Switch "lake water" to "pond water" and write out the lines again, leaving everything else unchanged. Begin at the line that has "[Batch spec] Target class: lake water." and stop after the line that has "[[0, 322, 1456, 819], [306, 321, 1456, 395]]".

Region labeling entries
☆ ☆ ☆ ☆

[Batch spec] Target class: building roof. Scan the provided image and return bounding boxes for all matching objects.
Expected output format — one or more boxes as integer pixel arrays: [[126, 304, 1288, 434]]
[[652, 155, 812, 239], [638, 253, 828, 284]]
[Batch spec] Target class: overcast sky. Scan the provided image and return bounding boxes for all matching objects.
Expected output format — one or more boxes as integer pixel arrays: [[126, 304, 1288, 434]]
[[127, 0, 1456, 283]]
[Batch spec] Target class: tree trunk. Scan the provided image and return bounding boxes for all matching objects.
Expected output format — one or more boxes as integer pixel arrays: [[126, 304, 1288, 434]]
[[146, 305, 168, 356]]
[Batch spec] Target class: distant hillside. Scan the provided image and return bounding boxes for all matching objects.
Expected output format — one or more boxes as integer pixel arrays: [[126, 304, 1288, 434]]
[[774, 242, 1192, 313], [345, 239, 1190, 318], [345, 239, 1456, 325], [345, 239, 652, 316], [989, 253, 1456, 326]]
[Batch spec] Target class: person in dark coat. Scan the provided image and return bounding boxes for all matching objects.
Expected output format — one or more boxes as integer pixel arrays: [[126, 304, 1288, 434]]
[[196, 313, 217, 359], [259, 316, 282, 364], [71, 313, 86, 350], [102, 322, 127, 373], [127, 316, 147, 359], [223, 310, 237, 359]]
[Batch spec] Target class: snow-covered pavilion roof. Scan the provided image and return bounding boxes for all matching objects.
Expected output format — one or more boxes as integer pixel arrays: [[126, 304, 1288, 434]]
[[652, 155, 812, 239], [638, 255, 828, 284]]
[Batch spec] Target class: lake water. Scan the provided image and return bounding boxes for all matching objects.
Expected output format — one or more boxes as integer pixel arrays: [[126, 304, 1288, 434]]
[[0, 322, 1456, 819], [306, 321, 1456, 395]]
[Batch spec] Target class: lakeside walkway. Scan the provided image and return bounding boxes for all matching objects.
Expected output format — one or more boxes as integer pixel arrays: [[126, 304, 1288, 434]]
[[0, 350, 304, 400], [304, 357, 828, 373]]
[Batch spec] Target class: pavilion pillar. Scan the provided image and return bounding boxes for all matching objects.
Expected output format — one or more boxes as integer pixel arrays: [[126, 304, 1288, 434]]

☆ ☆ ☆ ☆

EXPECTED OUTPUT —
[Batch spec] Target class: pond water. Scan the provided image and return bounding boxes for all matching objects.
Expected output format — one or more boxes as integer pixel arrays: [[126, 304, 1288, 434]]
[[0, 322, 1456, 819], [306, 321, 1456, 395]]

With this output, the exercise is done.